> [List of tasks]
1. Answer these questions about the blog post on health care rationing:
(a) Since what year had Sen. Kennedy fought for health care coverage for all Americans?
(b) What constant concern about reform is being expressed in public forums and congressional offices?
(c) Which patients receive the transfusions that borderline anemic patients often do not?
2. Continue the blog post on health care rationing from its last sentence.

Before I begin my blog post today, I would like to extend my sympathy to the Kennedy family on the loss of Sen. Ted Kennedy. Regardless of one’s political views or affiliations, it is clear that yesterday, health care reform lost a great friend, and our country lost a great legislator and a bright light upon the death of Sen. Kennedy. His legislative legacy is great, but I am disappointed that the great man who fought for health care coverage for all Americans since 1966 did not live to see the current reform initiatives brought to fruition.
As the health care reform debate reaches a fever pitch, one of the constant concerns being expressed in public forums and congressional offices is that reform will bring about the rationing of health care, meaning the government or some designated body will be given the ability to control when and what services are provided to patients.
In reality, rationing is occurring in health systems in some form all across America today. People are denied access to primary care appointments, must wait in line to see some specialists, are told by some physicians that their conditions are not severe enough and should wait for further deterioration or increasing pain before a “curative procedure” will be provided, etc. In addition, blood bank supplies are not endless, and often borderline anemic patients do not receive transfusions that are given to patients who are much more critically ill or who suffer from trauma or having large procedures on their heart or vascular systems.

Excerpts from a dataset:
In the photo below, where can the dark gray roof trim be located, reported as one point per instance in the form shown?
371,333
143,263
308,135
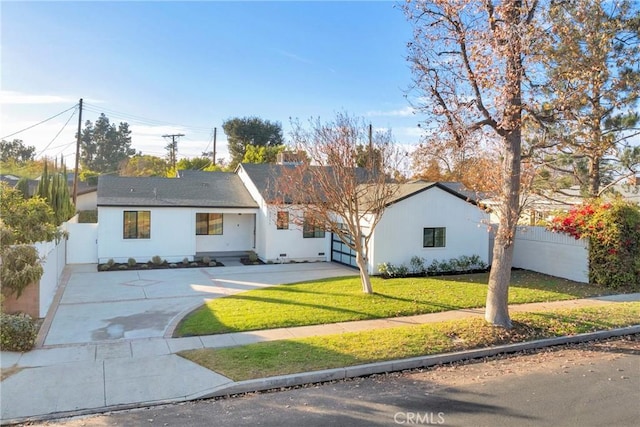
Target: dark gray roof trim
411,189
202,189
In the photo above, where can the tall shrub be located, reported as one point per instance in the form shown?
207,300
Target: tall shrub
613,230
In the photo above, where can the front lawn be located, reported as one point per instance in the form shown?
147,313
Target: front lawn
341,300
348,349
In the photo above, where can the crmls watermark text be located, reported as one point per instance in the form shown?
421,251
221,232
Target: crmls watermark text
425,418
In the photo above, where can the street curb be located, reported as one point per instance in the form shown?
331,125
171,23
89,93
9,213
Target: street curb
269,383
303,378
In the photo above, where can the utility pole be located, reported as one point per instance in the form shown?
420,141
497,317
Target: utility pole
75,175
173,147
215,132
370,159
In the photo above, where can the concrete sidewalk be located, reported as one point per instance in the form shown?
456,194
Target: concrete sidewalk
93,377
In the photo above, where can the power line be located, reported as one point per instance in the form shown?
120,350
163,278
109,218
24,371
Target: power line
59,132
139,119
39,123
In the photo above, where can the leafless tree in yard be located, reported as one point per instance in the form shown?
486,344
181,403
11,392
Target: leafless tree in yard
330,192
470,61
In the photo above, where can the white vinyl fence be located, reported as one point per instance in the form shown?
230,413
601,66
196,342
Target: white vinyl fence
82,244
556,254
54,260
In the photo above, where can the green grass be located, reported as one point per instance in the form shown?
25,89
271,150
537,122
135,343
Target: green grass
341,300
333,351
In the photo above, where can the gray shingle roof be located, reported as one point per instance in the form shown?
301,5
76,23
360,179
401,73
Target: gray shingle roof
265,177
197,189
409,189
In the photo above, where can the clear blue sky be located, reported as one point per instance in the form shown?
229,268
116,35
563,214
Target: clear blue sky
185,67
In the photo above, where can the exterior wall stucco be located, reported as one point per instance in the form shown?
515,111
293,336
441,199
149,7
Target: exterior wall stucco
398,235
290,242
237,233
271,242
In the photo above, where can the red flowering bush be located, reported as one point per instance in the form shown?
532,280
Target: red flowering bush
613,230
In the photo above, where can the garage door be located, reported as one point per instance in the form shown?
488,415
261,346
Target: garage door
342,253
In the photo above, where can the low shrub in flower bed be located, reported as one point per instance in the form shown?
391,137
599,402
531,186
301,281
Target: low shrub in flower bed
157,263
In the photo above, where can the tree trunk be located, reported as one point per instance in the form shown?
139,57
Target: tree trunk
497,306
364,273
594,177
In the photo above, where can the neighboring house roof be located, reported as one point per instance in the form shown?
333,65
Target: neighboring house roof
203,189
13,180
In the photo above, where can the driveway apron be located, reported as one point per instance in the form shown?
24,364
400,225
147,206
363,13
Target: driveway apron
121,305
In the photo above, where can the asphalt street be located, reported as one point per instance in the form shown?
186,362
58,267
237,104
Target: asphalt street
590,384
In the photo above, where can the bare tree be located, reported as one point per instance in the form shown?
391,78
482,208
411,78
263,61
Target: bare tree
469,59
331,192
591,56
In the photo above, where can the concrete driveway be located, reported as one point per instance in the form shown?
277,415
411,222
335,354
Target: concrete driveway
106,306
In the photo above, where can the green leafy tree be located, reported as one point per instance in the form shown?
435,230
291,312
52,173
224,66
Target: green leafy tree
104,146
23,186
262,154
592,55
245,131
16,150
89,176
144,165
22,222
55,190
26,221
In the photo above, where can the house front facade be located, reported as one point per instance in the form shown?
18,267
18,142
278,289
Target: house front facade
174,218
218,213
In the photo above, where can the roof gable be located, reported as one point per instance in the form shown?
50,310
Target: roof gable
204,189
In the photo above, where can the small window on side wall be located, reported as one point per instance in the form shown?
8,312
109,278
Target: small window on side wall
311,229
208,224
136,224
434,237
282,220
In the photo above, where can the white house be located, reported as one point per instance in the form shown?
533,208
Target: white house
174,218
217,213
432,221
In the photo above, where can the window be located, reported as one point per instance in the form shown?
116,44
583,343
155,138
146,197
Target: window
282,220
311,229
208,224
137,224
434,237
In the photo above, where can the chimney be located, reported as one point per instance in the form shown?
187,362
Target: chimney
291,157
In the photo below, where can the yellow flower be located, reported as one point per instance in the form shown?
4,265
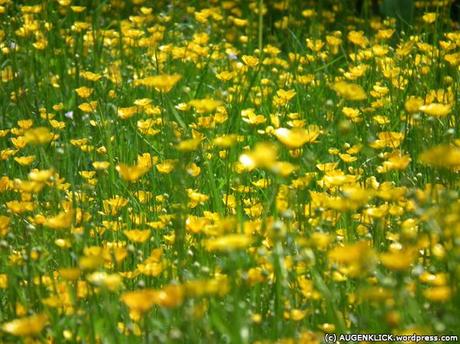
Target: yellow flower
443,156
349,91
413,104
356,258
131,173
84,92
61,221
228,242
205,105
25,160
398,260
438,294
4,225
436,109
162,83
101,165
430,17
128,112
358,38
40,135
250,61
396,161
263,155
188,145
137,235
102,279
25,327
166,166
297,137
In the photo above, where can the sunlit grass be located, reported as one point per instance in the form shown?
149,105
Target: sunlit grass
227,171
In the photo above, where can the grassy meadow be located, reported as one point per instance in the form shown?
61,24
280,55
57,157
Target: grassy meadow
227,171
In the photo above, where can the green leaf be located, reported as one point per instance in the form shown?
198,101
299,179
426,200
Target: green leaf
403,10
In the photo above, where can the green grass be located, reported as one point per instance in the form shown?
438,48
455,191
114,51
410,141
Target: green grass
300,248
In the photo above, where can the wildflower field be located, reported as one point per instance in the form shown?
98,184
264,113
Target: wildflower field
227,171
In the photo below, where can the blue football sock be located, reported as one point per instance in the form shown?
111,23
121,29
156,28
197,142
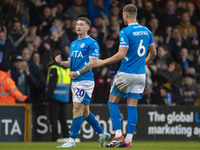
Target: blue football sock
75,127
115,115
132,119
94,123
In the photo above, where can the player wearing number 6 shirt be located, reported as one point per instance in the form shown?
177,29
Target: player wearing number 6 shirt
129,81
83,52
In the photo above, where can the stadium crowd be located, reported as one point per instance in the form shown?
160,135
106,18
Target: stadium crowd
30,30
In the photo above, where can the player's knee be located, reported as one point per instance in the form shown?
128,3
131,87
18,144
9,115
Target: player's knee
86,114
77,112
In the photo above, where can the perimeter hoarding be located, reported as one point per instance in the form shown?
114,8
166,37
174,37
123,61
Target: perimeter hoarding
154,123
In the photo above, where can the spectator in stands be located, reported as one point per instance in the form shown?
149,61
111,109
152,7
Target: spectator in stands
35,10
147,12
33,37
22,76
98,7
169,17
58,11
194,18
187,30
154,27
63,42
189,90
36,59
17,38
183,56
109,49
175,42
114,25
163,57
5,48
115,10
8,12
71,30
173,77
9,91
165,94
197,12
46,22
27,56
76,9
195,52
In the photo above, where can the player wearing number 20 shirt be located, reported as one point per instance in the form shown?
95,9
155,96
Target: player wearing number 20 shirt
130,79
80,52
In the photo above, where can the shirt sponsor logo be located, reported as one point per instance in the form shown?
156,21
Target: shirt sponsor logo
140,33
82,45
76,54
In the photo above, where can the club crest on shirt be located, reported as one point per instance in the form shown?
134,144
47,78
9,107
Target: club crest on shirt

> [Task-by-task answers]
1.
(a) 1966.
(b) That reform will bring about the rationing of health care.
(c) Patients who are much more critically ill, who suffer from trauma, or who are having large procedures on their heart or vascular systems.

2.
Clearly, as new technologies such as contrast-related MRIs and robotic surgical robots are developed, they are slowly made available as they are tested and made more affordable, during which time they are extremely limited to small populations of people who are in the right place or whose financial situations or insurance gives them the opportunity to take advantage of this service during this initial startup phase. This is one way in which rationing is a part of our health care system every day—new technologies are available only to a select few who can access and afford them.
But an even clearer example of rationing is in the area of dialysis, a much more common procedure which is increasingly utilized by a larger number of people in America in order to sustain their lives until either their kidney disease is reversed with new and more modern medicine, or kidneys become available through live or cadaver donors. When dialysis was first developed, just like the initial MRI, the procedure was only available in the very largest of health centers, and was only provided in a very high cost and intensive inpatient setting. During this development phase, there were many people who could not avail themselves of this much-needed procedure, and hence died. In addition, because the number of people who could benefit from dialysis--even at the centers that were fully operational--exceeded the staffing and machine capabilities of these centers, the patients were prioritized according to the ones who would receive the most benefit from these limited services, and the others were denied access.
Clearly, this was rationing at its best and worst. Because the life-saving technologies both proven and yet-to-be developed will never meet all the needs of every person who might benefit from them, either permanently or temporarily, those who would only receive marginal benefit from such technologies will inevitably be put on a waiting list, never reaching the point on this list where those services will be available.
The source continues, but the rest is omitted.